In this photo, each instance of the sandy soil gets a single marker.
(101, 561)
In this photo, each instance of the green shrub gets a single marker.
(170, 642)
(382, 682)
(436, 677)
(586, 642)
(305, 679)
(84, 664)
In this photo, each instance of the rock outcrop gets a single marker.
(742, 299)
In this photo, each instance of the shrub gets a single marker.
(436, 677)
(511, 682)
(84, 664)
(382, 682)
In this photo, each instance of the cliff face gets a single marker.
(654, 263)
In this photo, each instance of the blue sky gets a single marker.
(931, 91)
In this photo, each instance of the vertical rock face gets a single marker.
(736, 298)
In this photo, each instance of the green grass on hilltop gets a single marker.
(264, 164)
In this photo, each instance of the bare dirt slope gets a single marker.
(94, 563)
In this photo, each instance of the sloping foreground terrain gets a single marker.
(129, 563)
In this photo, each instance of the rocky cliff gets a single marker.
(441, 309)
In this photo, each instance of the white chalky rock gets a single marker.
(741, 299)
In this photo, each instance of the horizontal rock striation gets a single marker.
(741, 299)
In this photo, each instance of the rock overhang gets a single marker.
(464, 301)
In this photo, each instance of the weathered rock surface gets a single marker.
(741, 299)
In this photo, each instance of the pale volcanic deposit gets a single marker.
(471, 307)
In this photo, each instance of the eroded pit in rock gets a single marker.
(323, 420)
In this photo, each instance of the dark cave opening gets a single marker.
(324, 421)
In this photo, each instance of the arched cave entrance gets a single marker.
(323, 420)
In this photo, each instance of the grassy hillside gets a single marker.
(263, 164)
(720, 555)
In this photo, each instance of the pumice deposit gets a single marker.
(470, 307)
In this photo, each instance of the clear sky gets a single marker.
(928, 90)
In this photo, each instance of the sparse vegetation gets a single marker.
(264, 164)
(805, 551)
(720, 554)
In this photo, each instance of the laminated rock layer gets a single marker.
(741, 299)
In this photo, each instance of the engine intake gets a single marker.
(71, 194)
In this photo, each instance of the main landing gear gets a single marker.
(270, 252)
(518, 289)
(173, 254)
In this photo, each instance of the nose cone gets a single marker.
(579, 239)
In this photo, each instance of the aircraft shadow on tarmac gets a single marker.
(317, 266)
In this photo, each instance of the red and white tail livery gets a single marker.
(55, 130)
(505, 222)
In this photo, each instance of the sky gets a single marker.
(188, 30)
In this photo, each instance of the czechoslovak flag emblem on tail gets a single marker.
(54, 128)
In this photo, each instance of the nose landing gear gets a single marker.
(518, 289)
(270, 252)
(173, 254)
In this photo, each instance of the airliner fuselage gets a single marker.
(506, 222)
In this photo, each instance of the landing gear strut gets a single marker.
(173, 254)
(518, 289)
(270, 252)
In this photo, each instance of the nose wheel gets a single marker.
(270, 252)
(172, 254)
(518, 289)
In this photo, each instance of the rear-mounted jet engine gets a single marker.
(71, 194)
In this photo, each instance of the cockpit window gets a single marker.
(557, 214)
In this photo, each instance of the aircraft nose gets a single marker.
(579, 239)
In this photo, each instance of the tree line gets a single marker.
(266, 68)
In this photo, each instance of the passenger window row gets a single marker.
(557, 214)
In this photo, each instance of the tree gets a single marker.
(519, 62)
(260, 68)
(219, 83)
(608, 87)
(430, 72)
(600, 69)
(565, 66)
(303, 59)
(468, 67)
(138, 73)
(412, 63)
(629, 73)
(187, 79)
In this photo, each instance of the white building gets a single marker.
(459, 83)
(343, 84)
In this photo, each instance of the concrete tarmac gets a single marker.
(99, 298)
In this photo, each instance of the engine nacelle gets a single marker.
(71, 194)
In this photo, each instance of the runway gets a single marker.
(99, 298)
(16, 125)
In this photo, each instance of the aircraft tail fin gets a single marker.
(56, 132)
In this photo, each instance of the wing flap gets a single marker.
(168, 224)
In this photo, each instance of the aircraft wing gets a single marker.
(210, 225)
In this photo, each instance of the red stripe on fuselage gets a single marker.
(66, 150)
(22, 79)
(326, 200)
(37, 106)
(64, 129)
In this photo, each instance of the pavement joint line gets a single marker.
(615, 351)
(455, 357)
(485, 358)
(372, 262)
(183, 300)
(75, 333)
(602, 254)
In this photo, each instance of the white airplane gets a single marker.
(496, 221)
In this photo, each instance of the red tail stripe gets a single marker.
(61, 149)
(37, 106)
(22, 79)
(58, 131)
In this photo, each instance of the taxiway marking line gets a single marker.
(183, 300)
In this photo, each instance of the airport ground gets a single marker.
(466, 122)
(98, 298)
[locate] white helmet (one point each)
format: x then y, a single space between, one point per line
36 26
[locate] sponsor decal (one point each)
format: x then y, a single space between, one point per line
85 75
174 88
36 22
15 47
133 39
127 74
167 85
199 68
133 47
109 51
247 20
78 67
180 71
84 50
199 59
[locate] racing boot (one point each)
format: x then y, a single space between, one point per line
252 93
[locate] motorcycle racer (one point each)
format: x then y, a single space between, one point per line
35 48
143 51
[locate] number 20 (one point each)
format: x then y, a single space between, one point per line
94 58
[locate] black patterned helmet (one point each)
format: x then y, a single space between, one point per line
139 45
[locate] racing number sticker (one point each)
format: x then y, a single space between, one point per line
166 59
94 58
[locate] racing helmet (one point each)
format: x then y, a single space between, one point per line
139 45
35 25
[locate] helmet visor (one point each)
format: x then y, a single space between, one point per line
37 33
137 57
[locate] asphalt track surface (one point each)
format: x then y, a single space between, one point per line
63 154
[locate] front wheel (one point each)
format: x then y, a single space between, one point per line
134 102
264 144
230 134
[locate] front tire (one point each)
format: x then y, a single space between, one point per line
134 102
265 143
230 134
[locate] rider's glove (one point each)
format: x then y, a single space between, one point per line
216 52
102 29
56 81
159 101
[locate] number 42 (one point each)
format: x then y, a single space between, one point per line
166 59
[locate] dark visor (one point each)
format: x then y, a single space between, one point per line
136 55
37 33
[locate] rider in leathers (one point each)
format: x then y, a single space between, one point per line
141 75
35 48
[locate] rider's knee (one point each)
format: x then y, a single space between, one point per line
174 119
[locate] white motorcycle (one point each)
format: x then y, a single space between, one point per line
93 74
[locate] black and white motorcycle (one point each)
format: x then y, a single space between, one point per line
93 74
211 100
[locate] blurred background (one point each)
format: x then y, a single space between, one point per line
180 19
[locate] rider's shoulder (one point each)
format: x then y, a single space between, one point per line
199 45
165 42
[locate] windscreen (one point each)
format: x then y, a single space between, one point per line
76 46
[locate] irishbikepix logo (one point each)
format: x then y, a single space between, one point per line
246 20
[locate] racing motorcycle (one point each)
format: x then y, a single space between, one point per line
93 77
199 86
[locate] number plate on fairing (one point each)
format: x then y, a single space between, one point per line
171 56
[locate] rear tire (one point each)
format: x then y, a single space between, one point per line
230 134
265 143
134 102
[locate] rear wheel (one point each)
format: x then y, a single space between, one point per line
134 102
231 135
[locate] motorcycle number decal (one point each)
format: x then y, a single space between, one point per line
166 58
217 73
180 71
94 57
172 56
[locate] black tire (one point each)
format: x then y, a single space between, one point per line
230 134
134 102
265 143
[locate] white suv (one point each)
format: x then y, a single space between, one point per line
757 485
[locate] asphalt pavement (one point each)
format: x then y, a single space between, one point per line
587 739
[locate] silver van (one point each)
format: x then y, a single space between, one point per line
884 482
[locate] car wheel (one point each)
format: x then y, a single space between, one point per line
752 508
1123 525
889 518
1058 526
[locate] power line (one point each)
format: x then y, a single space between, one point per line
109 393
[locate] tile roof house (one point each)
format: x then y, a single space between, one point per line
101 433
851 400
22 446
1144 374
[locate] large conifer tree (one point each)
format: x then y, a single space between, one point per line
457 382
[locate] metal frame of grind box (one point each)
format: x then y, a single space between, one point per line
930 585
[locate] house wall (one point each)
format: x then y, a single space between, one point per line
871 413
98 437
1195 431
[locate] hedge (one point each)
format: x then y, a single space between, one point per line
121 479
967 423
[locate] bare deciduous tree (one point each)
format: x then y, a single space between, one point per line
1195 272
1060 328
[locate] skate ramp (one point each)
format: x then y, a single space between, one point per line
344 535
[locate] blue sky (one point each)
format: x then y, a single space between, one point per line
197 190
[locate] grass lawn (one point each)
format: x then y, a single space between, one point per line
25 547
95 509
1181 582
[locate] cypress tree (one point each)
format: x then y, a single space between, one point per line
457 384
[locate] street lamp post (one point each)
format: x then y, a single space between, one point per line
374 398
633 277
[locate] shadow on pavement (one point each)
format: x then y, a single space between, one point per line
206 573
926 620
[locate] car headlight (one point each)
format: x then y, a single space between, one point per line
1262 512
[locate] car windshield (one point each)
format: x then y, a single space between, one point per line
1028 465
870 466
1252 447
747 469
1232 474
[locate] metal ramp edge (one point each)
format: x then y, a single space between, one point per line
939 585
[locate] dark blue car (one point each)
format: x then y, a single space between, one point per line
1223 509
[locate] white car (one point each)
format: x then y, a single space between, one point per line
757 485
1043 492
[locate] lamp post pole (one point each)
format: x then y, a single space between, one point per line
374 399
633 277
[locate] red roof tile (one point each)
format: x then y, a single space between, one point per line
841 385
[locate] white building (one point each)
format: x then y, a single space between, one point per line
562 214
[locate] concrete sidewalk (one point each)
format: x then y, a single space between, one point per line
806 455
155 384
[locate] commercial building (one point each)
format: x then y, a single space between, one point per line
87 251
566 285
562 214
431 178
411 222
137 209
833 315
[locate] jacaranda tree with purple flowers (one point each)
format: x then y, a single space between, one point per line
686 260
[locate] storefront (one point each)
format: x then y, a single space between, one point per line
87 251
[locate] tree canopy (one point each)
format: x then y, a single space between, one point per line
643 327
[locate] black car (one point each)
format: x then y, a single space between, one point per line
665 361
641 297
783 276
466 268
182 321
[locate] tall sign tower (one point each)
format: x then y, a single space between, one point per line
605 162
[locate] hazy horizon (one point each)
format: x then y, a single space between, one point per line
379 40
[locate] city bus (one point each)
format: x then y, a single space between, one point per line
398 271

○ ○ ○ ○ ○

→ **Task description**
Turn the stretch from the line containing "[locate] tall sign tower (one point each)" through the end of the data into a Markdown table with the columns Row and Line. Number each line in order and skip any blank lines.

→ **Solved problem**
| Row | Line |
|---|---|
| 1 | [locate] tall sign tower (one point each) |
| 2 | format: x then y, a single space between, one point per line |
| 3 | 605 162 |
| 4 | [locate] hazy horizon (one point each) |
| 5 | format: x then y, a single space between, one point per line |
| 6 | 379 40 |
| 7 | [locate] city bus (one point each) |
| 8 | format: x then y, a single space between, one point per line |
| 9 | 398 271 |